(Natural language region descriptions)
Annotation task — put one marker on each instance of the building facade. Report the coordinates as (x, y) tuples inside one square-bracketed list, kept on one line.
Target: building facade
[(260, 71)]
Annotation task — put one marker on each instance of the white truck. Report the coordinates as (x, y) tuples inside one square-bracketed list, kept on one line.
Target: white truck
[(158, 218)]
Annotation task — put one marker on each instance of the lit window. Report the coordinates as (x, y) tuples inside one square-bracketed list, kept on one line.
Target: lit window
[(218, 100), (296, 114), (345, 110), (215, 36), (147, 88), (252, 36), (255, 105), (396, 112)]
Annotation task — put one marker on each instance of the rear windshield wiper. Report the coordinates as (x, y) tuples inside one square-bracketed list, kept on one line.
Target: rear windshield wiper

- The problem -
Could you reproduce the data above exactly as given?

- Answer to this problem -
Annotation task — put one marker on each instance of the building facade. Report the coordinates as (x, y) tuples inside one square-bracketed list, kept on one line.
Target: building facade
[(260, 71)]
Annotation task — put one marker on each instance of the white truck. Report the coordinates as (x, y) tuples inside one square-bracketed list, kept on one line.
Target: white truck
[(158, 218)]
Annotation task — put one marker on each instance of the lit window. Report the coordinates as (x, y) tuples inside one square-bracketed list, kept on one line.
Target: lit window
[(218, 100), (296, 114), (345, 110), (215, 36), (147, 88), (252, 36), (255, 105), (396, 112)]
Annotation task — put one marker on each instance of the rear windshield wiper. Report the coordinates as (x, y) tuples inside one square-bracketed list, kept on one line.
Target: rear windshield wiper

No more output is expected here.